- Exercise prompt
From the line containing "[[127, 430], [160, 274]]" down to the last line of the data, output each line word for word and include nothing else.

Start of Given information

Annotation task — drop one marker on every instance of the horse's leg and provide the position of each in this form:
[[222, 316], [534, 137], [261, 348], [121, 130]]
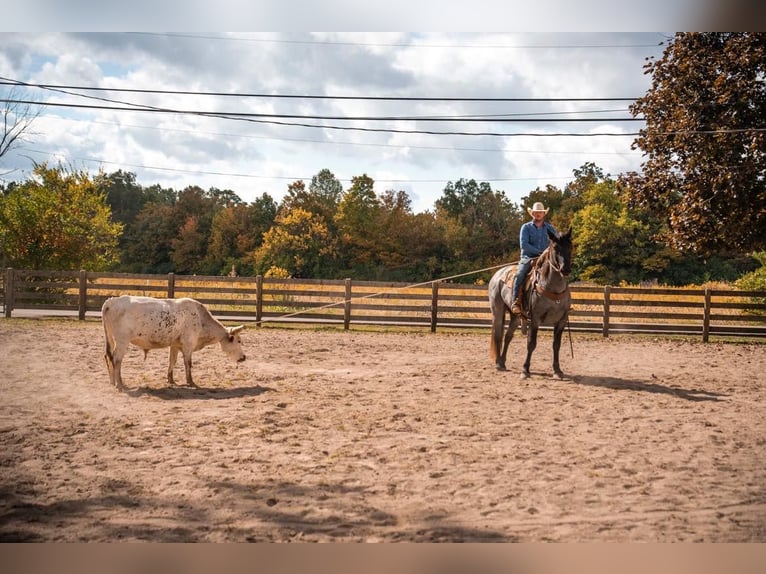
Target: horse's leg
[[531, 344], [558, 331], [509, 337], [498, 321]]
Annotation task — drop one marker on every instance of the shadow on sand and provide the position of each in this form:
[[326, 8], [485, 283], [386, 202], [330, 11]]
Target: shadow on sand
[[198, 393], [618, 384]]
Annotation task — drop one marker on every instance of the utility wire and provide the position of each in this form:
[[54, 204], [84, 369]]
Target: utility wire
[[12, 82]]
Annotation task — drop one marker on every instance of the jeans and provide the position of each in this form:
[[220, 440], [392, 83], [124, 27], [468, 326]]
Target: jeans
[[521, 274]]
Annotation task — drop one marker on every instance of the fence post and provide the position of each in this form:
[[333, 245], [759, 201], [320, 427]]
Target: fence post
[[607, 295], [83, 300], [9, 291], [706, 316], [434, 305], [258, 299], [347, 306]]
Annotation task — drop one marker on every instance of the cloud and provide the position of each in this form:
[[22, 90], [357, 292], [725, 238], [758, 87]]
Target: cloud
[[256, 155]]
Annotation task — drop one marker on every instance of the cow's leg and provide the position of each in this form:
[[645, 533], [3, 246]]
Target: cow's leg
[[172, 363], [531, 344], [187, 366], [115, 370], [558, 331], [109, 359]]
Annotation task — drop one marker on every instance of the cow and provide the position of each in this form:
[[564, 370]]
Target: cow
[[183, 324]]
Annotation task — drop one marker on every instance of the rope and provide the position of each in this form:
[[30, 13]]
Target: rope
[[371, 295]]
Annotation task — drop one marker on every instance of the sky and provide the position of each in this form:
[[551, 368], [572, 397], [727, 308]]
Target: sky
[[260, 154]]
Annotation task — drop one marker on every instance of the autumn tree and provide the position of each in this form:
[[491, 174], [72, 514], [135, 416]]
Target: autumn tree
[[17, 115], [356, 220], [321, 198], [57, 219], [298, 242], [480, 225], [704, 142], [148, 245], [611, 240], [236, 232]]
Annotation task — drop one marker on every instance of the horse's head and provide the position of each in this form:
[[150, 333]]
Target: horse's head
[[561, 251]]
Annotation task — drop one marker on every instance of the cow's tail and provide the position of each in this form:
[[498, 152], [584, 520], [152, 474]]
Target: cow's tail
[[108, 337]]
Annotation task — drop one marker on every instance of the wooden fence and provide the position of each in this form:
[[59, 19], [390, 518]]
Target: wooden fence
[[607, 310]]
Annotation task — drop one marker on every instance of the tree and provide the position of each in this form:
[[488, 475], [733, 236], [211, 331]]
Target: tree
[[17, 117], [236, 232], [480, 225], [321, 198], [357, 223], [148, 245], [300, 243], [705, 171], [612, 242], [57, 219]]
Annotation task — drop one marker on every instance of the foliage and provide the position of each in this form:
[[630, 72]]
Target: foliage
[[705, 171], [377, 236], [299, 242], [755, 280], [16, 118], [58, 219], [480, 225]]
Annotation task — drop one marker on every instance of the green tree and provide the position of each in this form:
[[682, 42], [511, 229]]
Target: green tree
[[57, 219], [236, 232], [705, 171], [300, 243], [321, 198], [357, 223], [612, 243], [480, 225], [148, 245]]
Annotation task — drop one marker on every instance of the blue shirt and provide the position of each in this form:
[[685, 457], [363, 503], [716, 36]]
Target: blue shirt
[[534, 239]]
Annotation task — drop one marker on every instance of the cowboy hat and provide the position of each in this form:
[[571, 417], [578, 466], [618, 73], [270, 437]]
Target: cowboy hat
[[537, 206]]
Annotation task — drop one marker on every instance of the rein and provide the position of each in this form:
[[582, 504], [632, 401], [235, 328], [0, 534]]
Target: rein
[[552, 295]]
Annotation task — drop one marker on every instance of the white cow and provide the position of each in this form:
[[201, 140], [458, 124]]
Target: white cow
[[182, 324]]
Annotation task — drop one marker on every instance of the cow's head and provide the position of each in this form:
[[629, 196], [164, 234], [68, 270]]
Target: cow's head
[[232, 345]]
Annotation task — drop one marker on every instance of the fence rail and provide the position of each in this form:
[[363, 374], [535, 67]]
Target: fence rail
[[607, 310]]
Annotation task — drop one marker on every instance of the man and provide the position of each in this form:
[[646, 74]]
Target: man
[[533, 238]]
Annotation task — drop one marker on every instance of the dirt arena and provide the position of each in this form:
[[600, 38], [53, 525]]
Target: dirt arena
[[325, 435]]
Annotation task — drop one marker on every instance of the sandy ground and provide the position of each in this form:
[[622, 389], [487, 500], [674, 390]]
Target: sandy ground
[[325, 435]]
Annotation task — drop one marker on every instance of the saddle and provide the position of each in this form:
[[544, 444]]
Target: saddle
[[510, 277]]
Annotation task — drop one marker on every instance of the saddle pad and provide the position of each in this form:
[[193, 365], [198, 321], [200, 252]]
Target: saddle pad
[[510, 275]]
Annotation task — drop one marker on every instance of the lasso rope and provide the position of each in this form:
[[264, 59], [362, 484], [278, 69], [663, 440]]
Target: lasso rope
[[371, 295]]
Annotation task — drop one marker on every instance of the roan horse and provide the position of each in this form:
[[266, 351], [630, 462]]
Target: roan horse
[[545, 301]]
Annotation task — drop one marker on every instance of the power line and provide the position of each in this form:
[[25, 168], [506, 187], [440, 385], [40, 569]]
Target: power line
[[397, 44], [275, 120], [348, 143], [8, 81], [277, 177]]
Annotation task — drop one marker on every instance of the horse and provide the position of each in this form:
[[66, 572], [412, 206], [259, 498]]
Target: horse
[[545, 301]]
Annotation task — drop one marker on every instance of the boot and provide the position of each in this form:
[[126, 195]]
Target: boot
[[516, 307]]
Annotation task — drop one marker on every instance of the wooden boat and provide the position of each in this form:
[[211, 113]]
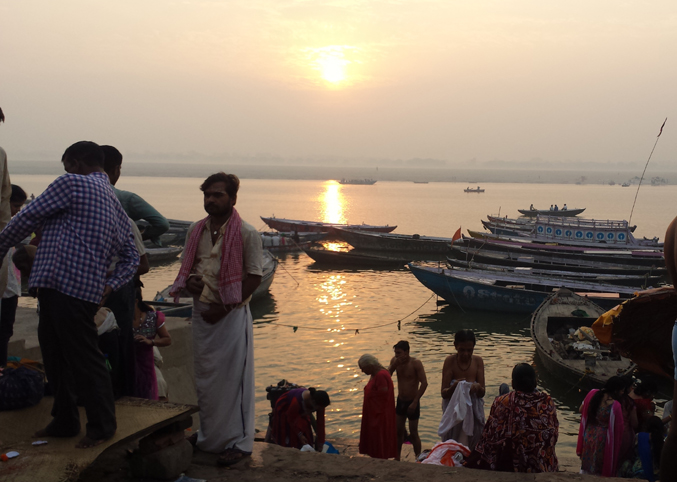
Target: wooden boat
[[363, 182], [276, 241], [184, 308], [161, 255], [280, 224], [642, 330], [635, 281], [468, 292], [532, 213], [644, 258], [552, 262], [586, 363], [353, 259], [413, 243]]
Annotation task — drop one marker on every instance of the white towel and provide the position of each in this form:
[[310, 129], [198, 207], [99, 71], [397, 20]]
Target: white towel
[[463, 416]]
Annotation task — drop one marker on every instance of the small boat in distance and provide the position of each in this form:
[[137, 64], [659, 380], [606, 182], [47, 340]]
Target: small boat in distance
[[367, 182], [560, 328], [351, 259], [567, 213], [470, 189], [280, 224]]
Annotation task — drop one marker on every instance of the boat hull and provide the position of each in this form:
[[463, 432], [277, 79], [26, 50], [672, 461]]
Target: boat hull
[[475, 295], [354, 260], [558, 307], [395, 242], [317, 227]]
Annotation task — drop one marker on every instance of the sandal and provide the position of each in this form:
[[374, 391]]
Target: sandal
[[231, 457]]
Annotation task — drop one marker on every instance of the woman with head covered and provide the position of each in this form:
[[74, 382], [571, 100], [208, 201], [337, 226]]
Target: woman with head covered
[[378, 436], [521, 431]]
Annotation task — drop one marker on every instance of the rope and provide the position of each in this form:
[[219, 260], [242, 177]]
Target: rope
[[645, 166]]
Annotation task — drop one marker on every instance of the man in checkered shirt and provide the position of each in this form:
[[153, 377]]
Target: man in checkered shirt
[[83, 227]]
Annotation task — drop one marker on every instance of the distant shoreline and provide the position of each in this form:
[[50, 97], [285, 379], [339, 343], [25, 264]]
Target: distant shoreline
[[472, 177]]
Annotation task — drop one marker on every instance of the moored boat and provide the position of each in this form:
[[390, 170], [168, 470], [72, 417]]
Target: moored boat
[[532, 213], [633, 257], [280, 224], [565, 344], [365, 182], [395, 242], [547, 261], [468, 292], [635, 281], [353, 259]]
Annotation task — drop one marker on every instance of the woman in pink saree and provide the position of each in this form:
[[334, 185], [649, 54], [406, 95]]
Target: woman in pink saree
[[601, 432]]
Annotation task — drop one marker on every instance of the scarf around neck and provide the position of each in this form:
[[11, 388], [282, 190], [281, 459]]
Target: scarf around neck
[[230, 272]]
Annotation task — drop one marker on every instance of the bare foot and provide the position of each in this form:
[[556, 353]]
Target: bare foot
[[88, 443]]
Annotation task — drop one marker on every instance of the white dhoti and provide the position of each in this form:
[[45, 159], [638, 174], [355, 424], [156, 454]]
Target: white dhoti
[[224, 379], [463, 418]]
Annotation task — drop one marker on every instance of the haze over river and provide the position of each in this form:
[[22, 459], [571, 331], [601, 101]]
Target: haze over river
[[328, 306]]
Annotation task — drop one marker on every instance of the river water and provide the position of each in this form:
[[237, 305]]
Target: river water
[[305, 331]]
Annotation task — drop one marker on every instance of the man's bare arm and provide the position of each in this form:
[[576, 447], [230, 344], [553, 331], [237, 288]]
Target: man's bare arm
[[421, 378], [479, 388], [393, 365]]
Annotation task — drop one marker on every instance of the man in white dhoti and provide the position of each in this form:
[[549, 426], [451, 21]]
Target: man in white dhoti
[[221, 268]]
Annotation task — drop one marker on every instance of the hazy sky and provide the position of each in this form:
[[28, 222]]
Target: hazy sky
[[448, 79]]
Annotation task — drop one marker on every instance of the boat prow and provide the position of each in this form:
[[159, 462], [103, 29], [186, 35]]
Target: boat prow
[[567, 347]]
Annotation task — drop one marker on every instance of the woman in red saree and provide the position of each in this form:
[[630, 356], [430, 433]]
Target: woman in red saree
[[293, 423], [378, 436]]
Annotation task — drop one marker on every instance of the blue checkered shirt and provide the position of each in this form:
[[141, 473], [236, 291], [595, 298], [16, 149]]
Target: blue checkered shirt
[[83, 227]]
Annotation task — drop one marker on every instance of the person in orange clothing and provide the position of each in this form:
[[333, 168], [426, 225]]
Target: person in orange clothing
[[378, 435], [292, 424]]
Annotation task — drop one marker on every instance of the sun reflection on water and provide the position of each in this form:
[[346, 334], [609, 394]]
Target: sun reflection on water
[[332, 203], [333, 299]]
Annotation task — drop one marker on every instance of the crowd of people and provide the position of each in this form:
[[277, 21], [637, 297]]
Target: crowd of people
[[87, 254], [620, 434]]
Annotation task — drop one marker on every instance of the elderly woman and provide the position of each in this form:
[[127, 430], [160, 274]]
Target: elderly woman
[[378, 436], [292, 424], [521, 431]]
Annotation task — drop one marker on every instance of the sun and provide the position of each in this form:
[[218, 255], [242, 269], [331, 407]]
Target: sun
[[333, 68], [331, 63]]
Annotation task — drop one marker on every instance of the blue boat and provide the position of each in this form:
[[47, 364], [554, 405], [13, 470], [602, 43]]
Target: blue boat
[[476, 294]]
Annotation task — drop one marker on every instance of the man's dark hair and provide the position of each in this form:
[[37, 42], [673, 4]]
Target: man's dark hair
[[463, 336], [524, 378], [18, 194], [87, 152], [402, 345], [112, 158], [231, 180]]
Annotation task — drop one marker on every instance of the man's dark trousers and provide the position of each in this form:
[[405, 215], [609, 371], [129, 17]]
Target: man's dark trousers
[[75, 367]]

End of Given information

- Answer to this problem
[[127, 430], [160, 274]]
Target: elderly woman
[[378, 436], [292, 424], [521, 431]]
Annotation task — drop one marker on every instance of the sun and provide the position of each in this form:
[[218, 255], [242, 269], [331, 407]]
Target: sun
[[333, 68], [331, 63]]
Annotation task — drop one marker on every instance of the blue boat and provide the position of each in this form:
[[47, 364], [554, 405], [13, 470], [602, 43]]
Target: blue boat
[[476, 294]]
Annotation task — drop one marker on every instance of the man's dark hair and provide the position of each in this form:
[[37, 42], [673, 4]]
Target: man's dark hair
[[463, 336], [524, 378], [18, 194], [87, 152], [402, 345], [112, 158], [231, 180]]
Annotation task — drop one marker on every instance of the man's dark trousers and provide the position of each in this form:
[[405, 215], [609, 371], [129, 17]]
Target: man's dark trousers
[[75, 367]]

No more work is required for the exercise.